Selected excerpt start

But, what at all is the basis or essence of this rule? Well, one could not understand the Rule’s utility unless we wind back our minds to pre-medieval England; that is to say, the years immediately preceding 1400 AD.

A great point to approach history, they say, is to begin from the known to the unknown. Most of us are familiar with the chorister’s or the academic robe. The main difference between these robes and a lawyer’s is that the later has a stupid piece of violin-shaped cloth attached to the back of its left shoulders with a long silly strap running along the left breast down to the feet. The former robes don’t. That piece of cloth at the shoulders is cut into a pair of cute little sacks. These sacks used to be the money sack for lawyers – one for silver coins the other for gold. It’s actually called the “money bag.”

Selected excerpt end
Record list start

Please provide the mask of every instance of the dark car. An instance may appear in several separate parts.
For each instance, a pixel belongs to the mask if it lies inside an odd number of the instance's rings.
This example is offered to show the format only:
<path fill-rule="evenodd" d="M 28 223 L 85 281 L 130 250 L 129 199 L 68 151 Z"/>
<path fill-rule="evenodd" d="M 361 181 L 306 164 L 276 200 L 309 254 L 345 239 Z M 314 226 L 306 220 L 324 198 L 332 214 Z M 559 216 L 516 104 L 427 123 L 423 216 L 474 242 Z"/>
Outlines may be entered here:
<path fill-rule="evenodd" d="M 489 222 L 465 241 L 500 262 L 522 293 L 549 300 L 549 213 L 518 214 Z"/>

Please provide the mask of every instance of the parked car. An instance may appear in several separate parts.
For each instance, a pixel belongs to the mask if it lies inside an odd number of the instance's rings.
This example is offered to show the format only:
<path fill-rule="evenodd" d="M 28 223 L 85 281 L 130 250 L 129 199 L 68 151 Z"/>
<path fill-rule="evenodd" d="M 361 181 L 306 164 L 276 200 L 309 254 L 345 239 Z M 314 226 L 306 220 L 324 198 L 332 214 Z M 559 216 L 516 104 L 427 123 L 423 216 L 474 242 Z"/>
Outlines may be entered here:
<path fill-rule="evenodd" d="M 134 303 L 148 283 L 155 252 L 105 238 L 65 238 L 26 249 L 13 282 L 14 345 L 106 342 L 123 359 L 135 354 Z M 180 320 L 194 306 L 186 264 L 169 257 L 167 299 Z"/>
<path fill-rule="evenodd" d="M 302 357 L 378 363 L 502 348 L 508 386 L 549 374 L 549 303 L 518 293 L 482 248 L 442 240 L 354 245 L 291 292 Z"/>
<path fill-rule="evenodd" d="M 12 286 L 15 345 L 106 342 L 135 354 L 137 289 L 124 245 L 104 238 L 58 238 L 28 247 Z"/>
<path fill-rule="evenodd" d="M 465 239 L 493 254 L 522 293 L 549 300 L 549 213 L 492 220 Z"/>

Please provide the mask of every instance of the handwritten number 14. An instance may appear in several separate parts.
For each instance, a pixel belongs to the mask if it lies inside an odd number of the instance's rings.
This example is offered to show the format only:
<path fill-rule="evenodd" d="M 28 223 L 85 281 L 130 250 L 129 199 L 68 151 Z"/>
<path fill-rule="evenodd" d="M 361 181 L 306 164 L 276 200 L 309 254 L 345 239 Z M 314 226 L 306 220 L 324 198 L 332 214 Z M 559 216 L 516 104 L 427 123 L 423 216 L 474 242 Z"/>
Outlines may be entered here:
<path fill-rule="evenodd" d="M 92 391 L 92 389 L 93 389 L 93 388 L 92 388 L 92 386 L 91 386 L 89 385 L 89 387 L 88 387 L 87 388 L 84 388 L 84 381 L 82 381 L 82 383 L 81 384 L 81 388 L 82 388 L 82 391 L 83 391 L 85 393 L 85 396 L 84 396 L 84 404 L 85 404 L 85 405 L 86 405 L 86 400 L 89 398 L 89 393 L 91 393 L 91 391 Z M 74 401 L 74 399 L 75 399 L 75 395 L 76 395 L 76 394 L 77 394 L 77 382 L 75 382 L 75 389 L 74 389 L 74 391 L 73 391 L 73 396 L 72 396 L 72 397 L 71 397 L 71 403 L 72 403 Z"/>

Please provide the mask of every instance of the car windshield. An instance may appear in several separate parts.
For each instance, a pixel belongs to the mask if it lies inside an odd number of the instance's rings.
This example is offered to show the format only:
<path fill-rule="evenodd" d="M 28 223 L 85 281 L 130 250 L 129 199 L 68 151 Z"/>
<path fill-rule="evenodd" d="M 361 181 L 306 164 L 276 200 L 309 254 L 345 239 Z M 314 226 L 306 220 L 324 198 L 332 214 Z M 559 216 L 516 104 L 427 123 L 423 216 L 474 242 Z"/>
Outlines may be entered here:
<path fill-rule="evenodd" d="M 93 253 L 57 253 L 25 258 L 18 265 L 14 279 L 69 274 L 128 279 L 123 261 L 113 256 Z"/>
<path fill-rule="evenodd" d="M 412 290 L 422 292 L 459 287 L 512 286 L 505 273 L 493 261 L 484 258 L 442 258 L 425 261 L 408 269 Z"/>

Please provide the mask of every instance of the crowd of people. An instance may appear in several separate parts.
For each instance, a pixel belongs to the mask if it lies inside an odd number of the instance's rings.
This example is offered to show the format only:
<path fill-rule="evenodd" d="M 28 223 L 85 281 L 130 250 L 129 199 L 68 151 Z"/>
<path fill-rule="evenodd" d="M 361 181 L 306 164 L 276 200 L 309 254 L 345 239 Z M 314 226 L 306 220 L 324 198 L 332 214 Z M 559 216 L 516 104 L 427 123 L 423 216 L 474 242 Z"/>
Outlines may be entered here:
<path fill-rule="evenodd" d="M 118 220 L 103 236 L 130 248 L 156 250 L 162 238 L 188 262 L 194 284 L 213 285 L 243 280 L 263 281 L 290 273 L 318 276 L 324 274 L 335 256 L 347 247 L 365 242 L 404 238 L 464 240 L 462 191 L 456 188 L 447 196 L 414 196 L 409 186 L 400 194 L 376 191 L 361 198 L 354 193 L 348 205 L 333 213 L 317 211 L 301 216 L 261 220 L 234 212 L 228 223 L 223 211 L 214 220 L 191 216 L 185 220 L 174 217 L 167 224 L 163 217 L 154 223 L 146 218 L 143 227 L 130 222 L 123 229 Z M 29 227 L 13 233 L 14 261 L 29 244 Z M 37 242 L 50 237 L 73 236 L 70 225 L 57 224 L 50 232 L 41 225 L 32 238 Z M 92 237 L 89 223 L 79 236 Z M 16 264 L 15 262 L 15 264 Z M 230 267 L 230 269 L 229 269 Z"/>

Record list end

## [Stated task A]
In the excerpt about lawyers' robes, what did the two small sacks at the shoulder originally hold?
## [Stated task B]
Please repeat the section of the excerpt about lawyers' robes starting with "But, what at" and going on through "preceding 1400 AD.".

## [Response A]
Money: one held silver coins and the other held gold.

## [Response B]
But, what at all is the basis or essence of this rule? Well, one could not understand the Rule’s utility unless we wind back our minds to pre-medieval England; that is to say, the years immediately preceding 1400 AD.